# [READING TEXT]
[START]

Getting Pickled: The Innovation Impotence of Going Native


In our currently hyper-polarized world, I keep returning to a concept that rewired my brain a few years ago: two things can be true at the same time. So simple. Statement A and also Statement B, perhaps seeming to contradict each other on the surface, can both be valid in different context, circumstance, and perspective.

Let me give you an example of two conditions of innovation that seem to be in opposition, but as someone who has operated as both entre- and intra-preneur I can attest are both very real.

Innovation Condition 1: You can’t disrupt what you don’t understand. (Ava DuVernay)

To innovate, you have to be knowledgeable on the domain. You have to know enough to know what can change, and what must remain. You have to have an awareness of what will break, who will break, what will grow in its place.

Ideally, you have to not only learn the domain academically, but also develop an empathetic understanding.

If you attempt to disrupt without understanding, you risk missing the mark — a meager loss — or even worse, you end up on a blind path of colonization instead, forcing assimilation. You risk losing value without knowing it existed. Think of every sci-fi or exploration movie you’ve ever seen, where the newcomers disrupt the existing culture without understanding. Never ends well.

[END]

# [WORK INSTRUCTIONS]
- a) In the innovation essay above, turn the paragraph beginning "To innovate, you have to be knowledgeable" into a short bulleted list that keeps its main points.
- b) Answer these questions from the innovation essay above, one line each:
(i) What concept does the writer say rewired their brain a few years ago?
(ii) Whose words appear as Innovation Condition 1?
(iii) In the paragraph beginning "If you attempt to disrupt," what outcome is called a meager loss?

# [GIVEN RECORDS]
[START]

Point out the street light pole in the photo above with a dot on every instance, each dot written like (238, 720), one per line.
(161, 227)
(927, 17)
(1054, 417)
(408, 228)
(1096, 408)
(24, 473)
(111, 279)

[END]

# [TASK RESULTS]
- a)
- Innovating requires knowledge of the domain.
- You must know enough to tell what can change and what must remain.
- You must be aware of what will break, who will break, and what will grow in its place.

- b)
(i) Two things can be true at the same time.
(ii) Ava DuVernay's.
(iii) Missing the mark.